§ Short problem: Copy out the entries that start at the line containing "[search] chair backrest" and end with the line containing "[469,311,489,322]", switching "desk" to "table" wherever it occurs and leaving everything else unchanged.
-- begin --
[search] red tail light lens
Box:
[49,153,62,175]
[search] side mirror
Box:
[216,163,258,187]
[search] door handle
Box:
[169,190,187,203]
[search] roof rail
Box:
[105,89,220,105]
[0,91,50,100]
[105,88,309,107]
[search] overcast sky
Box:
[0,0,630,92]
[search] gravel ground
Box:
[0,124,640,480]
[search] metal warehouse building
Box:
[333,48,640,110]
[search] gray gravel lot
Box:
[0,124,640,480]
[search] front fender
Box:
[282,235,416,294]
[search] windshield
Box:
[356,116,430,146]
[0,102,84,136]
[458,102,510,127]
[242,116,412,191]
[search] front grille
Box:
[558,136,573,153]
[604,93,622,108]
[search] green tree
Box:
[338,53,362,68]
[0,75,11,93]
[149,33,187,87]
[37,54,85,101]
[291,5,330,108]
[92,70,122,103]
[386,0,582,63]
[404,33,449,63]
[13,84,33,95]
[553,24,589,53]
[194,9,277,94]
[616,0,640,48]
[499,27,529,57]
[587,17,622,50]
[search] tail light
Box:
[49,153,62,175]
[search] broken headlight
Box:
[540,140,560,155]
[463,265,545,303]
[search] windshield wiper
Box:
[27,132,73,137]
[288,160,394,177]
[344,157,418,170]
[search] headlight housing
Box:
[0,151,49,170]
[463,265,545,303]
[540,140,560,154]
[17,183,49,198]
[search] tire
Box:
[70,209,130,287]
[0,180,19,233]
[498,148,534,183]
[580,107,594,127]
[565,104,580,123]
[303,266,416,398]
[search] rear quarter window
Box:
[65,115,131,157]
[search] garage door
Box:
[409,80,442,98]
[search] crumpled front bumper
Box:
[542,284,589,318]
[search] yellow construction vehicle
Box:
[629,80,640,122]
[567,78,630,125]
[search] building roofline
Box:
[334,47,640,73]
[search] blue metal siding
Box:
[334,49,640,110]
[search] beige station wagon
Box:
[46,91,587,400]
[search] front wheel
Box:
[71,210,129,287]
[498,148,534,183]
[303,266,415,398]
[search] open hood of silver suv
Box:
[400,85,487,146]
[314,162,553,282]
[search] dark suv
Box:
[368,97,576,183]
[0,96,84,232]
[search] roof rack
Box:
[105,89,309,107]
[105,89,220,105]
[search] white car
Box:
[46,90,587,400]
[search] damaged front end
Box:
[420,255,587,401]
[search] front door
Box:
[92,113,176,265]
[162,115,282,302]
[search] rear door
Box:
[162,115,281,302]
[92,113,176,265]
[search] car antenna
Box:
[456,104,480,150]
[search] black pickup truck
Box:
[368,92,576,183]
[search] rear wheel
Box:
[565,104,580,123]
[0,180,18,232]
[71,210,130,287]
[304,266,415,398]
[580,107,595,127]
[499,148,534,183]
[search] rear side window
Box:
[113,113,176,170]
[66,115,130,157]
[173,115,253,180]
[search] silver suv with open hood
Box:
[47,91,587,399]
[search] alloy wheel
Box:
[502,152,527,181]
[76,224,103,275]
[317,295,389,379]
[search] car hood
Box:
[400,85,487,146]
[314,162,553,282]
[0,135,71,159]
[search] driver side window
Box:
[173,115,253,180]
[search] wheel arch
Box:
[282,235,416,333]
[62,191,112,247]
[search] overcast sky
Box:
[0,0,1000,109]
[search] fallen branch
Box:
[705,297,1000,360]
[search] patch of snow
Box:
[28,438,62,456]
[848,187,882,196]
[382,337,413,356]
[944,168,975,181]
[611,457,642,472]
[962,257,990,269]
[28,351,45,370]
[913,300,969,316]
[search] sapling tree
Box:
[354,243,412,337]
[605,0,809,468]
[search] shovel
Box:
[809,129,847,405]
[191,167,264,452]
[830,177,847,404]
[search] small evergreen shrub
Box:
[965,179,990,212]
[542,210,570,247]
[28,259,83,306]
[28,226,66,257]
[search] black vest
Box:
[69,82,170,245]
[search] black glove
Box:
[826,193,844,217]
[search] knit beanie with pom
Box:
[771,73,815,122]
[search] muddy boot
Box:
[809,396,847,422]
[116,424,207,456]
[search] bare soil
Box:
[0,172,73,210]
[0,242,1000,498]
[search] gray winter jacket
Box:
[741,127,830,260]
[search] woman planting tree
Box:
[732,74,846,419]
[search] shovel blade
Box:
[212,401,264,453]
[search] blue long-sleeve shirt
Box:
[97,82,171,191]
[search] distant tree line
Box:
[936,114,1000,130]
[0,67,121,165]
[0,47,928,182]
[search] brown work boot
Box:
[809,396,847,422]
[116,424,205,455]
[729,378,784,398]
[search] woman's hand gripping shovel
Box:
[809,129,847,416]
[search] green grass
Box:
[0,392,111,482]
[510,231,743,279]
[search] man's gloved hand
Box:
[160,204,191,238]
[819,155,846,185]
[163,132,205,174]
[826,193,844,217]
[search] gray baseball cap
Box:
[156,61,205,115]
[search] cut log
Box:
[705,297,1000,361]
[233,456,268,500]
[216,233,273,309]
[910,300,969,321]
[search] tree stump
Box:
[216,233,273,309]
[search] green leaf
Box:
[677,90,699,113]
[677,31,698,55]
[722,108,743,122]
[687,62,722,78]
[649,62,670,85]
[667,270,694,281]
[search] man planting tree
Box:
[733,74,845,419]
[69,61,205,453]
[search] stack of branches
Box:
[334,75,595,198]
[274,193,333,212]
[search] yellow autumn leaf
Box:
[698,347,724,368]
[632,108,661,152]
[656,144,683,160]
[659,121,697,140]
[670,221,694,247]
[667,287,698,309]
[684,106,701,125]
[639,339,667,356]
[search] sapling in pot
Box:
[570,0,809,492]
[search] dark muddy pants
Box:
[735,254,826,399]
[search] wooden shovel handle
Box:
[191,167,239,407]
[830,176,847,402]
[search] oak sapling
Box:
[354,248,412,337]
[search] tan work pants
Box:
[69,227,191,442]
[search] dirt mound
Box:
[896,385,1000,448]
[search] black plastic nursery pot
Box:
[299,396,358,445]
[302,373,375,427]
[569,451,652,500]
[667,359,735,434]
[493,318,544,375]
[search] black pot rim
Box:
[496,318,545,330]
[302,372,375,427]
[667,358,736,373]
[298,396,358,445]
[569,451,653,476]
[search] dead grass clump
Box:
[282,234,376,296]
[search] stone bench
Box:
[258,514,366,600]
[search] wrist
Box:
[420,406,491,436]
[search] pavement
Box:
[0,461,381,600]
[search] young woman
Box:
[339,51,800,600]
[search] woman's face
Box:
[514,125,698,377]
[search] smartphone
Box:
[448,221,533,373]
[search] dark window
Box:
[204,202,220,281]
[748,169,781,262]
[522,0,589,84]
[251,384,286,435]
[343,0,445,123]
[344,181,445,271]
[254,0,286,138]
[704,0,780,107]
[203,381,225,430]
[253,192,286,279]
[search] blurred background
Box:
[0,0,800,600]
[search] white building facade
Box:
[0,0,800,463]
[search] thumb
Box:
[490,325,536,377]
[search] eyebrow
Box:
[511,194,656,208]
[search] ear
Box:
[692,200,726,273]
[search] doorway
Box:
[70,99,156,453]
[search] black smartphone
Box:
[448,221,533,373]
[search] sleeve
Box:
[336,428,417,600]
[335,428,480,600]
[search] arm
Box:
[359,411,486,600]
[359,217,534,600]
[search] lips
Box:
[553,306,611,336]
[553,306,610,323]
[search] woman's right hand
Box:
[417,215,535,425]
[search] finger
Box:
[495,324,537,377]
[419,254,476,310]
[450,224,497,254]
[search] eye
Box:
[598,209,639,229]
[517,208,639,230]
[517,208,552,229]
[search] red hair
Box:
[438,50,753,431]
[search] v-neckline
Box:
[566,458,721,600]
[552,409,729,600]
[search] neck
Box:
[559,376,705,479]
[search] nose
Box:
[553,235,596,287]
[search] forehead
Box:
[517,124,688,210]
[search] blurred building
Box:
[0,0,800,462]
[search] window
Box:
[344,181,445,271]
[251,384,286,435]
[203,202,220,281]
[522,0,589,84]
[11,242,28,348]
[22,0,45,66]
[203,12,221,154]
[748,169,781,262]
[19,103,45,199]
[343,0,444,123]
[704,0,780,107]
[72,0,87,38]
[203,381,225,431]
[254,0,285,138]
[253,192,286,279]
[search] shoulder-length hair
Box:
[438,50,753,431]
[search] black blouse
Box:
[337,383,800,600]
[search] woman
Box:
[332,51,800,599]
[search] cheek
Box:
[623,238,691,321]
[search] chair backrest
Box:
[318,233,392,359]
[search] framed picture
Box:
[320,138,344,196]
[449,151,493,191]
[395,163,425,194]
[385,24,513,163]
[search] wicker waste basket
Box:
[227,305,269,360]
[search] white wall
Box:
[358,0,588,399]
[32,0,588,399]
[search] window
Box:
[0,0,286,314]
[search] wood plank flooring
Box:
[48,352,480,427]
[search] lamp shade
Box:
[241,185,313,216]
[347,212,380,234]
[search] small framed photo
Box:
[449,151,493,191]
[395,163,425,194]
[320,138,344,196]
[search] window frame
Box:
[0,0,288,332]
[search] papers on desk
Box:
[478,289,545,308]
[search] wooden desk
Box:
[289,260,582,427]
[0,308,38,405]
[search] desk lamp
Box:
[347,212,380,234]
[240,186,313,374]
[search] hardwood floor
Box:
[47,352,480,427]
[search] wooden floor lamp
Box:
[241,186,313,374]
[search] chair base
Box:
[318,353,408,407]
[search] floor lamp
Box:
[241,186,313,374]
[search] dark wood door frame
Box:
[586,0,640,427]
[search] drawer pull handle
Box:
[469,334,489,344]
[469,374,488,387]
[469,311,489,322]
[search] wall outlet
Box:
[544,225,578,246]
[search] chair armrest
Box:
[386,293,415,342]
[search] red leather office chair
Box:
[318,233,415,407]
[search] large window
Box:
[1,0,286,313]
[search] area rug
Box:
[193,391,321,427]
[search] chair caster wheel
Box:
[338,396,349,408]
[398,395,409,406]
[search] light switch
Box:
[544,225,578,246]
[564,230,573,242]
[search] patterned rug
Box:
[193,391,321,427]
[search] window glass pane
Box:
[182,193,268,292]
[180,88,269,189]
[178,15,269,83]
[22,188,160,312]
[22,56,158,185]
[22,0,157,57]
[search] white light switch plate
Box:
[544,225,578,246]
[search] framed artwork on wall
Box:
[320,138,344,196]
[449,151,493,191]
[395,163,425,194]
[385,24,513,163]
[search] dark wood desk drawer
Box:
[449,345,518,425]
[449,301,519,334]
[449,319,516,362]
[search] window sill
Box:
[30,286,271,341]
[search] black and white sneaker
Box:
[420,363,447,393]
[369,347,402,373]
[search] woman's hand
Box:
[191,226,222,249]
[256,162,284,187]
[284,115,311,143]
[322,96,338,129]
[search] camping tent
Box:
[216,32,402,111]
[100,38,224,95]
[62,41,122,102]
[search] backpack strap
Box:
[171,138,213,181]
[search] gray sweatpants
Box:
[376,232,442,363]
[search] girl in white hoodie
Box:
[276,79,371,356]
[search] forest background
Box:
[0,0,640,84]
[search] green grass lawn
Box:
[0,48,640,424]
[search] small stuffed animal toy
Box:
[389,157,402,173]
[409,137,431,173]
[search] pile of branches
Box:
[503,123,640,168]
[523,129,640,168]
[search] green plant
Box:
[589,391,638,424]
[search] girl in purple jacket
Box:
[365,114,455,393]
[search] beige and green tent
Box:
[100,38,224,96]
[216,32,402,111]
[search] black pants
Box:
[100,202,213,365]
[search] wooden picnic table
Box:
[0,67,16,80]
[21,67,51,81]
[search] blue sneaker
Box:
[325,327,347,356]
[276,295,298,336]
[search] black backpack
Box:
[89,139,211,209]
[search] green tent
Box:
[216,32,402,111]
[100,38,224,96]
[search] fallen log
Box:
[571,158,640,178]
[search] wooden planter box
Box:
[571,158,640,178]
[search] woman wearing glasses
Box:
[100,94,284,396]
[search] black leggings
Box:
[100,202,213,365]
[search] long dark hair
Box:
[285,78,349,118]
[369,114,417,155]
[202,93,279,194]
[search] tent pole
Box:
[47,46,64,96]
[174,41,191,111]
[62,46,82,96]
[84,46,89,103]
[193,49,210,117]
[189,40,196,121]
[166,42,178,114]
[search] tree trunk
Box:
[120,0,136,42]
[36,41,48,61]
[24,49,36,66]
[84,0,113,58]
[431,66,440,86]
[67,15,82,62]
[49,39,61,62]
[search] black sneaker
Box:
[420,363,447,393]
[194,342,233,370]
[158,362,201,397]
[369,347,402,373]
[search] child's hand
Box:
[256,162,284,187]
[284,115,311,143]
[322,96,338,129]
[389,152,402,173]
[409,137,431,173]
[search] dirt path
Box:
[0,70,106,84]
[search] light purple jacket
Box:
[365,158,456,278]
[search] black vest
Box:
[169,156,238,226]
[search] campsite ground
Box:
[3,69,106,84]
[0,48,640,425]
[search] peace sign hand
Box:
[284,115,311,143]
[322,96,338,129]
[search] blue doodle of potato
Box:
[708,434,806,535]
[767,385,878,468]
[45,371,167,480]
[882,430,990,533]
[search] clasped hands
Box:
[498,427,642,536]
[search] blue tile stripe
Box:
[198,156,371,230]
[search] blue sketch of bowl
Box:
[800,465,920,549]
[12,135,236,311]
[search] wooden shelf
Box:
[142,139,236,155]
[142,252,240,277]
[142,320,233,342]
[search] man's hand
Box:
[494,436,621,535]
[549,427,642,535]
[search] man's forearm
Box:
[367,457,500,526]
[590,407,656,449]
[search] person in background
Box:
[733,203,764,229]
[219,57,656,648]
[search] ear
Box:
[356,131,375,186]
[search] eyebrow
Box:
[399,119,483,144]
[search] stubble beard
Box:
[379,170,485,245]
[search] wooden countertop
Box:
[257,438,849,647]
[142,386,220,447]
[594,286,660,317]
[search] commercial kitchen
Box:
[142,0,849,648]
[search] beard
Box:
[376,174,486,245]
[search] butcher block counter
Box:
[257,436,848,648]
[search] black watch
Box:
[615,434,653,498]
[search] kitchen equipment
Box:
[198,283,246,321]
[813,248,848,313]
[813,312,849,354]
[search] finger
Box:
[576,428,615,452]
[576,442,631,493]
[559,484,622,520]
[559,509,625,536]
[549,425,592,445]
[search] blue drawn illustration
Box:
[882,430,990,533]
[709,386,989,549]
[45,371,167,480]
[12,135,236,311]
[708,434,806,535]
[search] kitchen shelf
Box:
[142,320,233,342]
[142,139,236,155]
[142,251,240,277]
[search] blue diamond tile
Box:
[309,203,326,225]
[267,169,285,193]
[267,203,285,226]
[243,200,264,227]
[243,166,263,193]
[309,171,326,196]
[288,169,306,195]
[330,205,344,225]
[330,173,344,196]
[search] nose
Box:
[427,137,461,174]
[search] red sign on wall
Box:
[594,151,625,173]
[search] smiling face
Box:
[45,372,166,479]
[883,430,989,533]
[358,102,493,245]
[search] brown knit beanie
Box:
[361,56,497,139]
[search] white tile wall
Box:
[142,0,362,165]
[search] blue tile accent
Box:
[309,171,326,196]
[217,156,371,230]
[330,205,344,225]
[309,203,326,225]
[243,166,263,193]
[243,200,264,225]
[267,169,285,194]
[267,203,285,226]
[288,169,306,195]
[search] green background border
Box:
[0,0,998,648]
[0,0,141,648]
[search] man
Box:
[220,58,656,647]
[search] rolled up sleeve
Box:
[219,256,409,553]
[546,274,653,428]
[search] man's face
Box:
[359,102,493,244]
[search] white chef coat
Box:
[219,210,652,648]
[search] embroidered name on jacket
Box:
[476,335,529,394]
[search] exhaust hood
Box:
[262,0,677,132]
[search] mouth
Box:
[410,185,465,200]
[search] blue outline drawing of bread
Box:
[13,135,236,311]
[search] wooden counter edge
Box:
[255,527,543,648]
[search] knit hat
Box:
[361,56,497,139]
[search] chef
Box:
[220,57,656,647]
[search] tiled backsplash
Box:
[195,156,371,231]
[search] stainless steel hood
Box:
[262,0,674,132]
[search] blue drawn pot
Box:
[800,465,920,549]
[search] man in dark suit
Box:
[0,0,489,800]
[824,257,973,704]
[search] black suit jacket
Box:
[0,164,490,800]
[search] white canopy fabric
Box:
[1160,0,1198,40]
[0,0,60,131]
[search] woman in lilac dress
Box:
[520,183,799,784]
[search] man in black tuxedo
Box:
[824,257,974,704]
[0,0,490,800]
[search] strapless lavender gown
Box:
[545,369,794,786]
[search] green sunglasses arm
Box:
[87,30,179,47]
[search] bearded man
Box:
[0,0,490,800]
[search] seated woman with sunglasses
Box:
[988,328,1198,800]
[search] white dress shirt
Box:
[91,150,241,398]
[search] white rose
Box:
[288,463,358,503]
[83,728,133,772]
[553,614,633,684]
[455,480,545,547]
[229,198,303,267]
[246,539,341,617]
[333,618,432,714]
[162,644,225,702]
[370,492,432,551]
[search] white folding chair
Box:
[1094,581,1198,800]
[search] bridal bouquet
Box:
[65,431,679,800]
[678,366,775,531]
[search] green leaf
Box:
-- end --
§ Response:
[search] chair backrest
Box:
[318,233,392,359]
[search] framed picture
Box:
[320,138,344,196]
[449,151,493,191]
[395,163,425,194]
[385,24,513,163]
[search] wicker waste basket
Box:
[227,305,269,360]
[search] white wall
Box:
[358,0,588,399]
[32,0,588,399]
[search] window
Box:
[0,0,286,314]
[search] wood plank flooring
Box:
[48,352,480,427]
[search] lamp shade
Box:
[241,185,313,216]
[347,212,380,234]
[search] small framed photo
Box:
[449,151,493,191]
[395,163,425,194]
[320,138,344,196]
[search] window frame
Box:
[0,0,288,332]
[search] papers on table
Box:
[478,289,545,308]
[search] wooden table
Box:
[289,260,582,427]
[0,308,38,405]
[search] table lamp
Box:
[347,212,380,234]
[240,186,313,374]
[search] hardwood floor
Box:
[47,352,480,427]
[search] wooden floor lamp
Box:
[241,186,313,374]
[search] chair base
Box:
[318,353,408,407]
[search] floor lamp
Box:
[241,186,313,374]
[search] dark wood door frame
Box:
[586,0,640,427]
[search] drawer pull handle
Box:
[469,334,489,344]
[469,374,488,387]
[469,311,489,322]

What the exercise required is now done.